_Estratto del testo_:
────────────────────────────────────────

Francesco, 34 anni, Roma (RM).




mah...

(3/10) Voto 3di 10

bravi i giovani attori e stupendi gli scorci di paesaggi immortalati. ma non basta a fare un film e mi sto ancora chiedendo come abbia fatto a vincere il leone d'oro a venezia.



Lele, 23 anni, Foggia.




quando la forma oscura i contenuti

(7/10) Voto 7di 10

Il ritorno e' il tipico film che mai inizia e mai finisce. Tende ad assottigliare i confini tra la finzione e la artificialita' dell'arte cinematografica. Proprio perche' non ha nulla di apparentemente artificiale. Non vengono mai proposte sorprese che sconvolgano lo spettatore e quando il regista decide di farlo lo fa sul serio, senza ricorrere ad alcun effetto cuscinetto. La caduta del padre dalla torre avviene in tempo reale. Lo spavento non ha nulla di fantascientifico, di filmico. La morte veste i panni dell'orrore, del trauma, dello sgomento, come e' solita fare abitualmente nella quotidianeita'. Le riprese sono volutamente lente, si soffermano sui particolari e i silenzi riescono a diventare perfino assordanti. Lo spettatore s'immerge nel film, o in un certo qual modo e' il film a riversarsi nelle sale cinematografiche, nei salotti. E' curata bene la fotografia. Questo fa si che l'attenzione di chi osserva ricada sul tipo di sensazioni che il regista riesce a farci provare piuttosto che sul messaggio che vuole veicolare. Noioso quanto ben fatto. Enigmatico quanto apparentemente lacunoso nella trama. E' evidente l'abilita' del regista nel riempire la storia di aspetti misteriosi, al punto tale da disorientare il pubblico. Cosa conterra' quella piccola scatola ancora sporca di terra? Lo spettatore viene improvvisamente posto al di sopra dei due figli ignari. Veniamo a conoscenza dell'esistenza di quell'oggetto prima dei due poveri malcapitati, per poi essere abbandonati, a fine film, inconsapevolmente. Questo fa si che il film non finisca mai. Che noi diventiamo partecipi di un segreto mai rivelato. Ogni parte ha un segreto. La madre non spiega ai propri figli l'identita' del loro padre. I figli non le riferiscono l'accaduto. Il padre non spiega il perche' dei suoi burberi comportamenti. E noi, grazie all'indiscreta camera da presa, veniamo a sapere dell'esistenza della scatola sotterata. Il regista, coi suoi fili, riesce quindi a giocare con la trama e a scambiare i ruoli di spettatore e attore, realta' e finzione regalandoci infine un film con un carattere unico. I complimenti vanno anche a colui che ha dato vita ai meravigliosi paesaggi ripresi nel nord della russia. Senza quel gran palcoscenico tutto sarebbe stato molto piu' anonimo.



Ugo, 22 anni, Perugia (PG).




Come è difficile essere padri (e figli)

────────────────────────────────────────

_Da svolgere_:
**A.** Elenca tutti gli autori delle recensioni presenti nel testo, indicando per ciascuno nome, età e città.
**B.** Riscrivi senza alcuna modifica tutte le righe del dataset riportate più avanti, dalla prima all'ultima.

────────────────────────────────────────

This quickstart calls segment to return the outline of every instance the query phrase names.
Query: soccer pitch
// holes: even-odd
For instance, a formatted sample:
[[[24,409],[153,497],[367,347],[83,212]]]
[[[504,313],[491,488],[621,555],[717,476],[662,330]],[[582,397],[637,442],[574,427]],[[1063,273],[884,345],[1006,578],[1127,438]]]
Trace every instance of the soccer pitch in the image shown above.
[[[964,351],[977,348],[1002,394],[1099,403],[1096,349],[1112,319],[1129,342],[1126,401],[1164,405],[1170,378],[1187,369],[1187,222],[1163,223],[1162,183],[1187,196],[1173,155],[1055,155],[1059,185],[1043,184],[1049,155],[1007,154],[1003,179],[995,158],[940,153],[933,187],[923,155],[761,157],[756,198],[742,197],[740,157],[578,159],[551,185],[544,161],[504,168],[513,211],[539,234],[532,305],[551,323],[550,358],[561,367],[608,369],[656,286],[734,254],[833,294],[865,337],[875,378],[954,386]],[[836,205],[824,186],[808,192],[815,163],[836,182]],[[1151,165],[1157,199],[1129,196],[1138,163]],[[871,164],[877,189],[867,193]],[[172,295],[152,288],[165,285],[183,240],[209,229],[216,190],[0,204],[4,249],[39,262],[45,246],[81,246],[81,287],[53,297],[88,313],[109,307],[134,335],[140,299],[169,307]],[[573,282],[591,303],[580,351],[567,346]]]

────────────────────────────────────────

_Soluzioni degli esercizi_:
**A.** Francesco, 34 anni, Roma (RM); Lele, 23 anni, Foggia; Ugo, 22 anni, Perugia (PG).

**B.**
This quickstart calls segment to return the outline of every instance the query phrase names.
Query: soccer pitch
// holes: even-odd
For instance, a formatted sample:
[[[24,409],[153,497],[367,347],[83,212]]]
[[[504,313],[491,488],[621,555],[717,476],[662,330]],[[582,397],[637,442],[574,427]],[[1063,273],[884,345],[1006,578],[1127,438]]]
Trace every instance of the soccer pitch in the image shown above.
[[[964,351],[977,348],[1002,394],[1099,403],[1096,349],[1112,319],[1129,342],[1126,401],[1164,405],[1170,378],[1187,369],[1187,222],[1163,223],[1162,183],[1187,196],[1173,155],[1055,155],[1059,185],[1043,184],[1049,155],[1007,154],[1003,179],[995,158],[940,153],[933,187],[923,155],[761,157],[756,198],[742,197],[740,157],[578,159],[551,185],[544,161],[504,168],[513,211],[539,234],[532,305],[551,323],[550,358],[561,367],[608,369],[656,286],[734,254],[833,294],[865,337],[875,378],[954,386]],[[836,205],[824,186],[808,192],[815,163],[836,182]],[[1151,165],[1157,199],[1129,196],[1138,163]],[[871,164],[877,189],[867,193]],[[172,295],[152,288],[165,285],[183,240],[209,229],[216,190],[0,204],[4,249],[39,262],[45,246],[81,246],[81,287],[53,297],[88,313],[109,307],[134,335],[140,299],[169,307]],[[573,282],[591,303],[580,351],[567,346]]]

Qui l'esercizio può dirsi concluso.